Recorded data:
• • • •

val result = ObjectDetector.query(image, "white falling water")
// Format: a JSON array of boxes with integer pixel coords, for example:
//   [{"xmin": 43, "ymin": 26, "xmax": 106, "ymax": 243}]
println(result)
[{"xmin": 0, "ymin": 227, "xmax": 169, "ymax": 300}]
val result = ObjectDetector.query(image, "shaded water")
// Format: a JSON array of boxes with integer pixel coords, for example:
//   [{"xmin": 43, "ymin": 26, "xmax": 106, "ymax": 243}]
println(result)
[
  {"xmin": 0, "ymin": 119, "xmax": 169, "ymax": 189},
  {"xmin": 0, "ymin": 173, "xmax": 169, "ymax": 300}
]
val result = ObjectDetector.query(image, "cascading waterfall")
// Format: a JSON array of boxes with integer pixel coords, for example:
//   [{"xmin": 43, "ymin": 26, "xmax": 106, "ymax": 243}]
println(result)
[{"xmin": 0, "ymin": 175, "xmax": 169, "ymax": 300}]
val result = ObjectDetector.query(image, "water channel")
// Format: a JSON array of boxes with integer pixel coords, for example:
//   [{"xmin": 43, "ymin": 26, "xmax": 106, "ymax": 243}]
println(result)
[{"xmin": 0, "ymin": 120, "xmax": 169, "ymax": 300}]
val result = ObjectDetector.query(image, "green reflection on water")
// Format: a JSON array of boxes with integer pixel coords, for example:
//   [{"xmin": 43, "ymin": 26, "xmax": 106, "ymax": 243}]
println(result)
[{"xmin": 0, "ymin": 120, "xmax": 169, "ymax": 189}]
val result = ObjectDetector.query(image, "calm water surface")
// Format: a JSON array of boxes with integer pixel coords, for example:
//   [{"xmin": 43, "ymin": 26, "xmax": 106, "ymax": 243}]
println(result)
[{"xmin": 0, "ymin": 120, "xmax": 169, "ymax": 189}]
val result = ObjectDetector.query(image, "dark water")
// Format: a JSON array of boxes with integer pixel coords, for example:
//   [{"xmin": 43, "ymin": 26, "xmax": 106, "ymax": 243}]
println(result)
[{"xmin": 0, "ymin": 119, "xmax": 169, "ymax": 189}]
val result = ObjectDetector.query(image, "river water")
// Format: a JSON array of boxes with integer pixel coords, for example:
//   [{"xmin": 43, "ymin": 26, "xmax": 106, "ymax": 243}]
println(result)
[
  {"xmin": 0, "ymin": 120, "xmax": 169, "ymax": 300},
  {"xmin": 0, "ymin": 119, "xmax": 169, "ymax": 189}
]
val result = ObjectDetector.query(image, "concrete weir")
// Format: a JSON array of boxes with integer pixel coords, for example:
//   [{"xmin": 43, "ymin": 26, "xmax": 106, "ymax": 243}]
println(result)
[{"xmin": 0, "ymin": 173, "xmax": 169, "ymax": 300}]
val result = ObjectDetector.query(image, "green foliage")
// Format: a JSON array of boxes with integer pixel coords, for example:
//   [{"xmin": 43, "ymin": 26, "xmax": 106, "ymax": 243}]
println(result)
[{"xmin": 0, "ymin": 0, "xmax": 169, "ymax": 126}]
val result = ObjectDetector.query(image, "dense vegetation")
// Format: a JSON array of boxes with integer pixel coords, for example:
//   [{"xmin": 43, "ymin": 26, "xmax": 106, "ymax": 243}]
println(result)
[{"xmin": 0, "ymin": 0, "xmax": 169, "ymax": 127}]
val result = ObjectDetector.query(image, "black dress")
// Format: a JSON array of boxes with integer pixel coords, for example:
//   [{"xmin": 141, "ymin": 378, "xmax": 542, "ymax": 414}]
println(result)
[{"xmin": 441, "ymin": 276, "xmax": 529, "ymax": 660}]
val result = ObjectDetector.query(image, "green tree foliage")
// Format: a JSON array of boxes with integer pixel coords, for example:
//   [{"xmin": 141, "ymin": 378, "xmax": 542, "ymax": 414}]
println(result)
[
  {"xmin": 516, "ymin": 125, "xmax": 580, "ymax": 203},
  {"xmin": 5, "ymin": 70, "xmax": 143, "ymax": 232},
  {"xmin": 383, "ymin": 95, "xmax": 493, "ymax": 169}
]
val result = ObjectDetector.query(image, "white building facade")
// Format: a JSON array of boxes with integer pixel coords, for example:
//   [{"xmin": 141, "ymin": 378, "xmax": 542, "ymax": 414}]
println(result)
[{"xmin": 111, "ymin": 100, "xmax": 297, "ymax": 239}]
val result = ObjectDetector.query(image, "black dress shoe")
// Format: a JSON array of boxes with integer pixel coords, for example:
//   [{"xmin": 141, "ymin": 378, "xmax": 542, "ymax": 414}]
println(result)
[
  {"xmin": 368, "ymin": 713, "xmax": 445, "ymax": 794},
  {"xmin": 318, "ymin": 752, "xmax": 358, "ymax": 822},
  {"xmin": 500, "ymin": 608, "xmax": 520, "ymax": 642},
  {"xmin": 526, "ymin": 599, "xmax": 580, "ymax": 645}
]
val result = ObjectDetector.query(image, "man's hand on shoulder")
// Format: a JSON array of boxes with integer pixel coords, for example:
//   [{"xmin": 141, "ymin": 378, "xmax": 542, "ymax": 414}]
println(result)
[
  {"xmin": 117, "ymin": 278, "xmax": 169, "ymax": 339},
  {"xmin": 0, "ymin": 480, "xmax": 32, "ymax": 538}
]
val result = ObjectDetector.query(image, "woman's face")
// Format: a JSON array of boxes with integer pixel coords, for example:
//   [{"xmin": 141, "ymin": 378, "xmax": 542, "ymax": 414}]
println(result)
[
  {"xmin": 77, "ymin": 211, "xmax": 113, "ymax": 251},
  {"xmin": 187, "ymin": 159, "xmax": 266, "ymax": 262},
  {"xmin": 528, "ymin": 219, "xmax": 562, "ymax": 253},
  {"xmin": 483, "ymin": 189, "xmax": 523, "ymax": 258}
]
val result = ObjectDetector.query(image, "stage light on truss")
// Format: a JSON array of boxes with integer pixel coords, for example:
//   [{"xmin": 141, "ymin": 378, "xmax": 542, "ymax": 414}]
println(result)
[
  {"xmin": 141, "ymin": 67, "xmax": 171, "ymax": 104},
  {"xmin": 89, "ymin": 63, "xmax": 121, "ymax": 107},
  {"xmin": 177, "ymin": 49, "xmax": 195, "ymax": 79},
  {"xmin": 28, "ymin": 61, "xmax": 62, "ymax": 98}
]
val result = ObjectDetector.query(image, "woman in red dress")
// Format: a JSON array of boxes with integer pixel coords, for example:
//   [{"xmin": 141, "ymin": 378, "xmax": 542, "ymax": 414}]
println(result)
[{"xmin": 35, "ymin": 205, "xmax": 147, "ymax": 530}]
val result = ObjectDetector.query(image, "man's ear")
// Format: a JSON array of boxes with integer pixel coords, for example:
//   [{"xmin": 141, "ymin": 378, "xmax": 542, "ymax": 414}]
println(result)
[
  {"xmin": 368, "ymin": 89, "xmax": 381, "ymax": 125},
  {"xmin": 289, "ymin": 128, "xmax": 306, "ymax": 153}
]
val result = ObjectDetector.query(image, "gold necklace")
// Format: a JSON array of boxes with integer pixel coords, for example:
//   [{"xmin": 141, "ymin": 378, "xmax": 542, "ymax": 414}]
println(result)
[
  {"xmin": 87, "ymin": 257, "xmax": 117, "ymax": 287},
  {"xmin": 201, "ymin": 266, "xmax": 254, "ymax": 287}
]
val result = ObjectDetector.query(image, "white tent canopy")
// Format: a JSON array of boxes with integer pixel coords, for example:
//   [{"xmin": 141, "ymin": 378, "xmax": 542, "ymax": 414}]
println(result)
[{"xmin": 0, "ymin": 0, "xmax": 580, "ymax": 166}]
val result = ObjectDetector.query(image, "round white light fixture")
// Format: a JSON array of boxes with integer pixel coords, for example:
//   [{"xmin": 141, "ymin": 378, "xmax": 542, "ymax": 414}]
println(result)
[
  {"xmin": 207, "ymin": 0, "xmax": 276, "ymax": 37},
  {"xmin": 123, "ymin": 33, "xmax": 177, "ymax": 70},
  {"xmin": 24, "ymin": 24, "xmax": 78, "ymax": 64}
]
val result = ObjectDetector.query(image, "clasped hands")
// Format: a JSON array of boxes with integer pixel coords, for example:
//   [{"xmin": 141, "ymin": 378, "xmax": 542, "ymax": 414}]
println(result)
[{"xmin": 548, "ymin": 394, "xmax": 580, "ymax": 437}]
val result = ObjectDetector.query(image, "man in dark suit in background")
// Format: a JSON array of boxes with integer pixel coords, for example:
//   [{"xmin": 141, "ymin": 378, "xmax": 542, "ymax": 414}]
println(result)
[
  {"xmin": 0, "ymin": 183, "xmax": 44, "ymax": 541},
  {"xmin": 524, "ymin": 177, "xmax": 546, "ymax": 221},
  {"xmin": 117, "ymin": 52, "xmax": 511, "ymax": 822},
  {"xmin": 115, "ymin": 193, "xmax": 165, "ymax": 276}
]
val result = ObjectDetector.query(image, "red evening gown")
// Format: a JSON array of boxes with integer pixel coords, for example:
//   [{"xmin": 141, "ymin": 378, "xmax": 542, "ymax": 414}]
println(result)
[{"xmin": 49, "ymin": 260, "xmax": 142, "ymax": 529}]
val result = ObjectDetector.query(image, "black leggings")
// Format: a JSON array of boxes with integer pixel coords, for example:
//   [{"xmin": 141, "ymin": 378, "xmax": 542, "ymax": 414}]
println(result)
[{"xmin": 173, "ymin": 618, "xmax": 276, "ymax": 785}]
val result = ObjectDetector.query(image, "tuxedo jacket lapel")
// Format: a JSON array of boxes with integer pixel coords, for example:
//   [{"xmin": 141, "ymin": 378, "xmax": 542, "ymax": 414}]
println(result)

• • • •

• [What the task requires] Please extract exactly, and only, the lines from the line containing "in dark suit" through the last line of the records.

• [Result for this task]
val result = ObjectDetector.query(image, "man in dark suit in background")
// Format: a JSON array of boxes with integer pixel coords, for example:
//   [{"xmin": 141, "ymin": 378, "xmax": 542, "ymax": 414}]
println(result)
[
  {"xmin": 0, "ymin": 183, "xmax": 44, "ymax": 541},
  {"xmin": 524, "ymin": 177, "xmax": 546, "ymax": 221},
  {"xmin": 117, "ymin": 52, "xmax": 511, "ymax": 822},
  {"xmin": 115, "ymin": 193, "xmax": 165, "ymax": 276}
]
val result = ObjectDetector.query(image, "red evening gown")
// Format: a JSON array of boxes with integer pixel coords, for example:
//   [{"xmin": 141, "ymin": 378, "xmax": 542, "ymax": 414}]
println(result)
[{"xmin": 49, "ymin": 260, "xmax": 142, "ymax": 529}]
val result = ObjectDetector.query(image, "black leggings")
// Format: a JSON array of boxes with integer pixel coords, for example:
//   [{"xmin": 141, "ymin": 378, "xmax": 542, "ymax": 414}]
println(result)
[{"xmin": 173, "ymin": 618, "xmax": 276, "ymax": 785}]
val result = ObjectDetector.query(image, "tuxedo jacket lapel")
// Format: a JSON array of boxes with integer pixel coords, for example:
//   [{"xmin": 141, "ymin": 378, "xmax": 542, "ymax": 414}]
println(result)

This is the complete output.